A perda de beneficiários do abono de família surge em dois momentos: primeiro, até ao final de 2020, com quase 32 mil titulares a menos; depois, já em janeiro deste ano, com nova quebra de seis mil crianças e jovens apoiados. Segundo explicação de fonte oficial do Instituto de Segurança Social, além de nascerem cada vez menos crianças que poderiam beneficiar do apoio, esta quebra do início do ano é habitual, visto serem aplicados os cálculos das provas de rendimentos.
Correções anuais
"Todos os anos é feita a prova de rendimentos e da composição do agregado familiar. Essa prova é feita em outubro e produz efeitos no mês de janeiro seguinte, e determina se os titulares mantêm condições de acesso", explica a mesma fonte. "Porém, esse movimento pode ser corrigido nos meses subsequentes - é previsível que nos próximos meses haja mais titulares com processamento referente a dezembro de 2020 com a regularização da prova de rendimentos do agregado familiar", acrescenta, recomendando que o decréscimo de 2021 seja lido com cautela.
Ainda assim, a variação anual apresenta uma tendência de decréscimo que se acentuou mais em 2020 do que nos anos anteriores e a demografia dificilmente explica tal valor repentino. O economista Carlos Farinha Rodrigues recorda que "este benefício baseia-se em condição de recursos, que ainda pode apanhar os efeitos do crescimento económico de 2019". Afinal, argumenta, "a pandemia evidenciou a falta de flexibilidade de alguns dos nossos apoios sociais, que podem estar a ser concedidos quando as pessoas já não precisam e demoram a ser transferidos quando surge a necessidade".

» **Tarefa 1**: Diga todos os anos, escritos em algarismos, que aparecem no texto sobre os beneficiários do apoio às famílias.
» **Tarefa 2**: Reescreva a parte do texto de origem que abre com as palavras "A perda de beneficiários" e fecha com "provas de rendimentos.", pondo "abono familiar" no lugar de "abono de família".
» **Tarefa 3**: Veja se cada frase bate certo com o texto sobre os beneficiários do apoio às famílias: (a) A prova de rendimentos é feita em outubro. (b) Em janeiro, a nova quebra foi de 32 mil crianças e jovens. (c) Carlos Farinha Rodrigues é economista.
As entradas que vêm a seguir são um material à parte, sem ligação ao texto.

Dados de localização de objetos a partir de linguagem natural
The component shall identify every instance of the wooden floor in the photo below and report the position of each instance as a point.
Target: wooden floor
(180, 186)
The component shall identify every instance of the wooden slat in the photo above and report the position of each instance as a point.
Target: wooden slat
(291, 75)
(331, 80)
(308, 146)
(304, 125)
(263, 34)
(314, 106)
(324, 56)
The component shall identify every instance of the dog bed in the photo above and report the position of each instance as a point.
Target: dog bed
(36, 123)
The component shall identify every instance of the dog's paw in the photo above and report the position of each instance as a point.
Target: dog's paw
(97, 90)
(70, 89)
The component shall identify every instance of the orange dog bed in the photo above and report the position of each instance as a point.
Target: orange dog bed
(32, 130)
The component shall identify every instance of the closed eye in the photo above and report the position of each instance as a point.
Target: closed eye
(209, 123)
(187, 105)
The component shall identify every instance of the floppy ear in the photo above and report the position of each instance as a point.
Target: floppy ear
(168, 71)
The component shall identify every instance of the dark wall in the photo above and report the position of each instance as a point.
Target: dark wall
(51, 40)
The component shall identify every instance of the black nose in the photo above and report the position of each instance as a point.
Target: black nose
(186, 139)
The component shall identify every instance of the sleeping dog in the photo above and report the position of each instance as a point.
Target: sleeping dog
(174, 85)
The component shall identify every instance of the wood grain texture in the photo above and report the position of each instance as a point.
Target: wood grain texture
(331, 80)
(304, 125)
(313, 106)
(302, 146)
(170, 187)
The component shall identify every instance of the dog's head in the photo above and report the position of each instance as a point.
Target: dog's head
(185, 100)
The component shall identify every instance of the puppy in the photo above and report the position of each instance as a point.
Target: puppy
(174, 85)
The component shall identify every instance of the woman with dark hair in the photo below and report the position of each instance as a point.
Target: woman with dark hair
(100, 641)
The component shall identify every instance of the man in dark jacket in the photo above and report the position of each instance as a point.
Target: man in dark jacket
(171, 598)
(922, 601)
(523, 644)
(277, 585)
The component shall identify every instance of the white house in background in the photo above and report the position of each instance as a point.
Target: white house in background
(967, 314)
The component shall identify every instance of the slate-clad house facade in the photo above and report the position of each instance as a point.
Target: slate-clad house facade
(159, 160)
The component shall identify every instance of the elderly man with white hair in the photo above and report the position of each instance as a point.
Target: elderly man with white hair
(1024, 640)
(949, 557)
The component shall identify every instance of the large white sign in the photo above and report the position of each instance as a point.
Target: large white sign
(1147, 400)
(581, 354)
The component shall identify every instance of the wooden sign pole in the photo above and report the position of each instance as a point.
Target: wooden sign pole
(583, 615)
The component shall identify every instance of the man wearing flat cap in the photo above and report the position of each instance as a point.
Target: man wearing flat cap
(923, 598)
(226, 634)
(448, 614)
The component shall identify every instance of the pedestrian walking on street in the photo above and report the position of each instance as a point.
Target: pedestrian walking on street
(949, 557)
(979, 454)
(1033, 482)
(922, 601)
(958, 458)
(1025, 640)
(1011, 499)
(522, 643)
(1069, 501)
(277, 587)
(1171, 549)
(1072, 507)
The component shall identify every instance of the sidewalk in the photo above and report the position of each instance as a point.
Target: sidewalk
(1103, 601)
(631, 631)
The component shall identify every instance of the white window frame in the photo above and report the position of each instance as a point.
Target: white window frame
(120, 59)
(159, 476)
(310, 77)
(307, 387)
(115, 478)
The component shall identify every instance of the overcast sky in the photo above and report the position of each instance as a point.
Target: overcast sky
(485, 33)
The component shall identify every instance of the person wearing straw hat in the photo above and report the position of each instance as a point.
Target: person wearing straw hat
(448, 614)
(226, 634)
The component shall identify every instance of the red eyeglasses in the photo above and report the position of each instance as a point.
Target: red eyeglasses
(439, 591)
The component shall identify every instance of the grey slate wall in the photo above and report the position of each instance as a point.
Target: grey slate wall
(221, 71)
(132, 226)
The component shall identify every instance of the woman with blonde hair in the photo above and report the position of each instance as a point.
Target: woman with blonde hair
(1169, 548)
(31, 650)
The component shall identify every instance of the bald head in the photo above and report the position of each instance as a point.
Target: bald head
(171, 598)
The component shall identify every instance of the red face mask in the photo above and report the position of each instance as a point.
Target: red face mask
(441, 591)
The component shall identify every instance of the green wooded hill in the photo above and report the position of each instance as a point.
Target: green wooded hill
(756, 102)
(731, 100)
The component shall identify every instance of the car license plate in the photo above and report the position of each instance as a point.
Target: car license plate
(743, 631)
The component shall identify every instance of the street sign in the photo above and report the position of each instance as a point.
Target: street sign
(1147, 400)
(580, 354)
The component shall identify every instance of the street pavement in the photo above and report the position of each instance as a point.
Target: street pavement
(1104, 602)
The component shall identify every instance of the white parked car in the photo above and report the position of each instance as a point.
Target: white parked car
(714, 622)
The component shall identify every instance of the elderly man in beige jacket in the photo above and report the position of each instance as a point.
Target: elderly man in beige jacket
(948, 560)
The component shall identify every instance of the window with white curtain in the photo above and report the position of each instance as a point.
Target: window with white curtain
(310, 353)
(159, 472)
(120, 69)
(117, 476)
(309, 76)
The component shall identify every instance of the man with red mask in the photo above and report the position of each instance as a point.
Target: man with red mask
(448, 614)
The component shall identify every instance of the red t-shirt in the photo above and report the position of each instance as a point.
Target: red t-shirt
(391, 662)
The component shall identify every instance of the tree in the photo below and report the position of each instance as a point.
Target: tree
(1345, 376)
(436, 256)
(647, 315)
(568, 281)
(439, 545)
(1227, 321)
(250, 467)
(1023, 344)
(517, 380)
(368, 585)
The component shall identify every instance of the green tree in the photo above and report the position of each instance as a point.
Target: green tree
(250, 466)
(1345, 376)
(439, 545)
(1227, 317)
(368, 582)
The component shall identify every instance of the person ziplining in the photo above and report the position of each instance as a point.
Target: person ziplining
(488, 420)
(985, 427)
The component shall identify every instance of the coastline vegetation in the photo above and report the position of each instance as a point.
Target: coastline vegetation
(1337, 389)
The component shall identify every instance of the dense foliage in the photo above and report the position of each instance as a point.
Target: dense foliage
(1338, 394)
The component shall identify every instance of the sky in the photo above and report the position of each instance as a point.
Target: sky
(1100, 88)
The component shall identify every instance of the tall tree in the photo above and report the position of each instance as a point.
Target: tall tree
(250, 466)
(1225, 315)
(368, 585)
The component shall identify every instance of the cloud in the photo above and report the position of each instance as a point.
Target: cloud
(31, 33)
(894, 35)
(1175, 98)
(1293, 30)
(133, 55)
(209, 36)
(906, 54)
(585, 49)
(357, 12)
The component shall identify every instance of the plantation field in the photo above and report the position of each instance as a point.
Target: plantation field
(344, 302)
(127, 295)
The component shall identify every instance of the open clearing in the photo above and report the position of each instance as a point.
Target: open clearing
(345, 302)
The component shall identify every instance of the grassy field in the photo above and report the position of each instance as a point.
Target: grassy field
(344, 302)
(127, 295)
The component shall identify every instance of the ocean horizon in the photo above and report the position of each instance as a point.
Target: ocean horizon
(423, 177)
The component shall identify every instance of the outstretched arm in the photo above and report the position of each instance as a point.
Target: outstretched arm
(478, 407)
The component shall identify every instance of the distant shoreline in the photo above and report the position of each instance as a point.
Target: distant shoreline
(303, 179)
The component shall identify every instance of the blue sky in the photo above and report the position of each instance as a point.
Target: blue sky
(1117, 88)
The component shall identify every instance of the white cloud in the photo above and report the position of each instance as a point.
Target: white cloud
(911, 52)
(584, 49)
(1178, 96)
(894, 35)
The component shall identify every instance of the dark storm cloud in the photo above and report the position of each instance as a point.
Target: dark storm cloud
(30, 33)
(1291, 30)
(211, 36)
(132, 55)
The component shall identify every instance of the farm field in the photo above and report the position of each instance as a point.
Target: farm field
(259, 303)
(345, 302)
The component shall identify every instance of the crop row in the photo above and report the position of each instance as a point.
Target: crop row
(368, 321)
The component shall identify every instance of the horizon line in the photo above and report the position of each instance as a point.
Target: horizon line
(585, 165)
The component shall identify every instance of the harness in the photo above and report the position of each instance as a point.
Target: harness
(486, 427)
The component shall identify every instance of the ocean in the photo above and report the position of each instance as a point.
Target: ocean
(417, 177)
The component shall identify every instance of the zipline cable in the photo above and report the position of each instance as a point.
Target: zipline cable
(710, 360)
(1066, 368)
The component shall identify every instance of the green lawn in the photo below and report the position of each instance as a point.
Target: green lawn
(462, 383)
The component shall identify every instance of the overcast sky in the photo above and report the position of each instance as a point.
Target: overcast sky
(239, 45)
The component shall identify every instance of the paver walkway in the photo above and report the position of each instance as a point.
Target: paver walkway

» **A sua resposta 1**: 2020, 2021 e 2019

» **A sua resposta 2**:
A perda de beneficiários do abono familiar surge em dois momentos: primeiro, até ao final de 2020, com quase 32 mil titulares a menos; depois, já em janeiro deste ano, com nova quebra de seis mil crianças e jovens apoiados. Segundo explicação de fonte oficial do Instituto de Segurança Social, além de nascerem cada vez menos crianças que poderiam beneficiar do apoio, esta quebra do início do ano é habitual, visto serem aplicados os cálculos das provas de rendimentos.

» **A sua resposta 3**:
(a) Sim: "Essa prova é feita em outubro"
(b) Não: "com nova quebra de seis mil crianças e jovens apoiados"
(c) Sim: "O economista Carlos Farinha Rodrigues"